- [WRITTEN PROBLEM 1]: According to the article on Pittsburgh crowdfunding campaigns, what game is Mojo Game Studios trying to fund?
- [WRITTEN PROBLEM 2]: Carry on the article about Pittsburgh crowdfunding campaigns from its final sentence.

Meanwhile, on Kickstarter alone, about 20 other Pittsburgh campaigns are clamoring for funds. Among them is Mojo Game Studios, a local independent video-game studio founded by former Carnegie Mellon students. Mojo is seeking funding to develop an open-world fantasy role-playing game called Cradle.

"As an independent game studio, we'd like to maintain as much creative control and freedom as we can," says Mojo President Hank Zwally. "That means finding other means of funding. [Crowdfunding] gives people like us an opportunity to do what we want to do. It also gives us a medium for testing community input: Do people really want to see this game?"

So far Mojo has raised slightly more than $118,000 of its $350,000 goal, with just a few days remaining before its Feb. 20 deadline. That fundraising target is meager compared to others: Established game-developer inXile Entertainment, for example, raised more than $4 million last year for its newest project.

Zwally, who expressed doubts about whether Mojo's campaign will reach its goal, isn't happy with the appearance of established firms on the crowdfunding scene. Some of those companies already have investors, he contends: That makes them better equipped to show more game content upfront, which makes them more attractive to other potential backers.

"I think it's pretty clear part of the reason we've suffered is because other campaigns have more content to show," Zwally says. "We don't have that because we don't have the funding. And you can see how they can take away from the available funds on Kickstarter."

- [LISTING]:
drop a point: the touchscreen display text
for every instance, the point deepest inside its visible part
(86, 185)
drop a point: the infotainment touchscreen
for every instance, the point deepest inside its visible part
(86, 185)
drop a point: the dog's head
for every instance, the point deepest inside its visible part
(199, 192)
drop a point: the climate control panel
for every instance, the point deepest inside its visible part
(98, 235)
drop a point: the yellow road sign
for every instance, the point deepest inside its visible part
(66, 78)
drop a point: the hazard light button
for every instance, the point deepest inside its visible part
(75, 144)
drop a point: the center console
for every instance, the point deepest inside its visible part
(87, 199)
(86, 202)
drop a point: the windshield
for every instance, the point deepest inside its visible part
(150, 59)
==
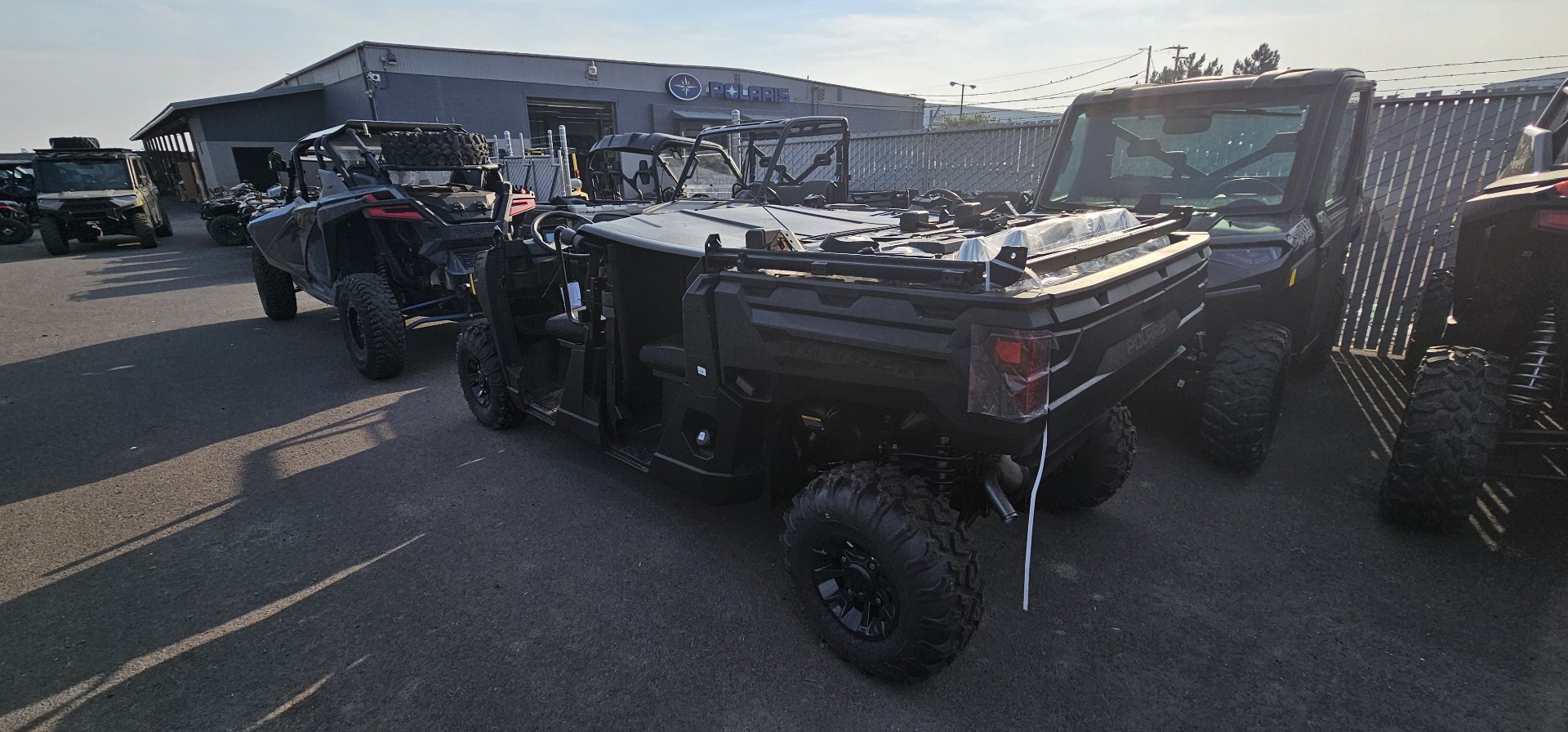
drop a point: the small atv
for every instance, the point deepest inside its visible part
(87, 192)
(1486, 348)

- [EXERCISE ANSWER 1]: An open-world fantasy role-playing game called Cradle.

- [EXERCISE ANSWER 2]:
Maggie Negrete is another Pittsburgher who was hard up against a fundraising deadline as this issue went to press. She's been seeking $3,000 to publish the first in a series of feminist fairytale comic and coloring books. She too doubts her campaign will be fully funded — she had about $2,300 with just a few days to go — and was critical of bigger names who use crowdfunding.

"It really upsets me because there are corporations or celebrities who have funding or have people they can ask," Negrete says. "I think it's a little exploitive. I think it distracts people from finding projects that might be worth those $10."

Kickstarter spokesperson Julie Wood doesn't see the website's growing popularity as a bad thing. In 2013, three million people donated $480 million to Kickstarter projects.

"We see lots of different projects on Kickstarter," Wood says. "We see projects from people who don't have the means and people who do. But the great thing is, backers get to decide which projects they want to support."

In any case, Wood adds, "It's a misconception that it's some sort of competition or that others are getting overshadowed. When a well-known person uses [a crowdfunding site], it actually brings more attention to the site and to other causes."

Local chef and restaurateur Kevin Sousa tends to agree. His campaign to open a restaurant in Braddock was the best-funded restaurant in Kickstarter's history, raising more than $300,000. The restaurant, Superior Motors, will offer discounts to local residents, feature a workforce-development component and be the only restaurant in the economically depressed Mon Valley town.

"Every Kickstarter campaign creates their own business plan and in turn kind of creates their own market," Sousa says. "Nobody is taking anything away from anyone else.

"There are plenty of folks out there who want to support these things, and the genius of crowdsourcing is that now those ideas have a platform and vehicle to reach their target audience."

Sousa says that crowdfunding can also help encourage risk-taking even among better-known sponsors. "Established brands and organizations — myself included in this category — aren't necessarily flush with capital," Sousa says. "Some projects simply cannot get the funding needed through traditional avenues. When the risk is high and there is no precedent, banks and investors are not generally willing to get behind an idea." Superior Motors itself, he says, was not attractive to bank lenders.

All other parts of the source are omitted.